# Michelangelo's David



## MULTIZ321 (Sep 8, 2009)

Michelangelo's David was unveiled on this date in 1504. 

It took the sculptor three years to complete his rendition of the Bible's David posing with the slingshot he used to slay Goliath. 

David's slim stature is belied by the size of the sculpture. 

Originally called The Giant, David stands 17 feet/5.17 m tall. 

Over the years, the statue has faced challenges of its own: it was struck by lightning in 1512 and had its arm broken off in 1527 (a new one was made). 

In 1814, it was covered in wax and some 30 years later the statue had a hydrochloric acid bath, leaving it scratched and porous. 

And in 1991, a jealous artist smashed the David's toe. 


Quote: "I saw the angel in the marble and carved until I set him free." — Michelangelo 


Richard


----------



## Cathyb (Sep 8, 2009)

Love the details you posted -- woke my brain up.  Thank you!


----------



## lvhmbh (Sep 8, 2009)

You really can't imagine it until you see it.  I thought I'd be somewhat impressed but I was blown away!!!  Linda


----------



## Larry (Sep 8, 2009)

lvhmbh said:


> You really can't imagine it until you see it.  I thought I'd be somewhat impressed but I was blown away!!!  Linda



Absolutely!!!!!! I thought we would spend about 10-15 minutes viewing the sculpture but spent at least an hour looking at it from every angle and it is an awesome work of art.

I remember looking at the Mona Lisa and was not too impressed, but the David was something I will always remember as one of the most magnificent artworks I have ever seen ( maybe even #1).

EXERCISE INSTRUCTIONS:
1: In the thread on Michelangelo's David, turn the paragraph beginning "Over the years, the statue has faced challenges" into a short list that keeps its main facts.
2: From the thread on Michelangelo's David, pull out word for word the passage that starts at "Michelangelo's David was" and ends after "one was made).".
3: According to the thread on Michelangelo's David, what was the statue originally called?

ENTRIES SHOWN:
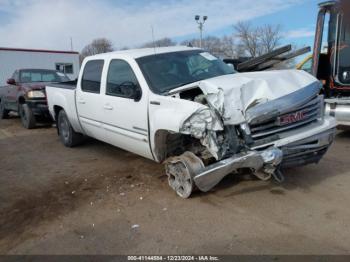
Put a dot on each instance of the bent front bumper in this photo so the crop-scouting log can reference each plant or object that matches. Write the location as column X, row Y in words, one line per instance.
column 298, row 149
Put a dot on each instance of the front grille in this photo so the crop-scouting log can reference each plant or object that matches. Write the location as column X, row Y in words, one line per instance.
column 269, row 130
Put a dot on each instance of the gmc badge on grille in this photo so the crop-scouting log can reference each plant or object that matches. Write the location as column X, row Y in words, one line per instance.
column 291, row 118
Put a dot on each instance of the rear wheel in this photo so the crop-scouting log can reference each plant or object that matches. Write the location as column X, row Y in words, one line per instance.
column 68, row 136
column 3, row 112
column 27, row 116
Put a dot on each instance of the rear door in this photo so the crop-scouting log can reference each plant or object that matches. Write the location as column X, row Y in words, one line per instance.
column 126, row 115
column 89, row 99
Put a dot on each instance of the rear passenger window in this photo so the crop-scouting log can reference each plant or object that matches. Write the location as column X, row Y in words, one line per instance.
column 91, row 81
column 121, row 80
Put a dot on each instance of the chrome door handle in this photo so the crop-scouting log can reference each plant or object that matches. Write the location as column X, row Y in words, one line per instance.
column 108, row 107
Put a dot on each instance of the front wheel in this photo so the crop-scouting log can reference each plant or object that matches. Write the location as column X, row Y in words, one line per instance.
column 68, row 136
column 27, row 116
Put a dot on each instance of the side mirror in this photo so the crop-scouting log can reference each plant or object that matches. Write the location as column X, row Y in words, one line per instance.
column 11, row 81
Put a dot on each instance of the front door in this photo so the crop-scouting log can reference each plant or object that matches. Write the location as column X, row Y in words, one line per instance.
column 125, row 109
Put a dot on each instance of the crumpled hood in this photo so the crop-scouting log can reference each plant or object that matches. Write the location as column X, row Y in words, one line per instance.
column 233, row 95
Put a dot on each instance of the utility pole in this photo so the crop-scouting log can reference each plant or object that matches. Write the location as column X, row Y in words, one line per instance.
column 200, row 23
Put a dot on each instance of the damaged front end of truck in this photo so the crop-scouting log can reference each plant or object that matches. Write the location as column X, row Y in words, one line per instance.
column 253, row 128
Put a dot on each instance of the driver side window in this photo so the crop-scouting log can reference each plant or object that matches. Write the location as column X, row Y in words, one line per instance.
column 121, row 80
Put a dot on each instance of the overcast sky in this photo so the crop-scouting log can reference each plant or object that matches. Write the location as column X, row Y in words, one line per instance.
column 49, row 24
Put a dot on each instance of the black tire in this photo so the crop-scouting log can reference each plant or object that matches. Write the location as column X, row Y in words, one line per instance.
column 68, row 136
column 27, row 116
column 4, row 113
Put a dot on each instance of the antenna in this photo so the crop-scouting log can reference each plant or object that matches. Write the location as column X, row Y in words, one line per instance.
column 154, row 42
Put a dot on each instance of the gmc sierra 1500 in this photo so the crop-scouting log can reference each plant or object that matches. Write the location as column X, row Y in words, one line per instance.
column 186, row 108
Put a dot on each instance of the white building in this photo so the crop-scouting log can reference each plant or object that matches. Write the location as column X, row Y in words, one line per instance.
column 12, row 59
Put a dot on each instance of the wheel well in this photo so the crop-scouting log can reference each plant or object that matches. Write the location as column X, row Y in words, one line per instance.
column 57, row 110
column 167, row 144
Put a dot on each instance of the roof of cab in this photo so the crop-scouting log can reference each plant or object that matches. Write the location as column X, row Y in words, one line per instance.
column 137, row 53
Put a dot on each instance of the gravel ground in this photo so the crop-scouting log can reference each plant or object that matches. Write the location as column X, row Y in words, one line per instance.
column 98, row 199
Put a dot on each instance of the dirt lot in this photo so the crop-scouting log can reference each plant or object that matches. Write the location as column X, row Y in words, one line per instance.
column 97, row 199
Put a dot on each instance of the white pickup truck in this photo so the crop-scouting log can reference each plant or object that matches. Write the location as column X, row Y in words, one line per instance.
column 184, row 107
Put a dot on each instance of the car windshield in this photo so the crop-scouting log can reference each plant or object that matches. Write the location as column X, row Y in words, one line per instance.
column 168, row 71
column 39, row 75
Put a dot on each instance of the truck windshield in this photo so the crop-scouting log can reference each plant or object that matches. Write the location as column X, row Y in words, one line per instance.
column 40, row 75
column 168, row 71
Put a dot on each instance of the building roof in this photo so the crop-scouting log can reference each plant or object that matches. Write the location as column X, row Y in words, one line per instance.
column 37, row 50
column 137, row 53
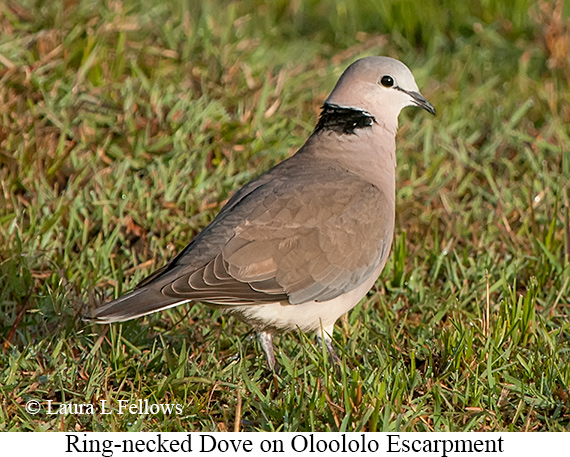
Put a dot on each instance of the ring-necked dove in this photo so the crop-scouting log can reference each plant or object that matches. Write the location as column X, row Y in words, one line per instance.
column 302, row 244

RESPONSES TO THE TASKS:
1:
- 1512: the statue was struck by lightning.
- 1527: its arm was broken off, and a new one was made.

2:
Michelangelo's David was unveiled on this date in 1504. 

It took the sculptor three years to complete his rendition of the Bible's David posing with the slingshot he used to slay Goliath. 

David's slim stature is belied by the size of the sculpture. 

Originally called The Giant, David stands 17 feet/5.17 m tall. 

Over the years, the statue has faced challenges of its own: it was struck by lightning in 1512 and had its arm broken off in 1527 (a new one was made).

3: The Giant.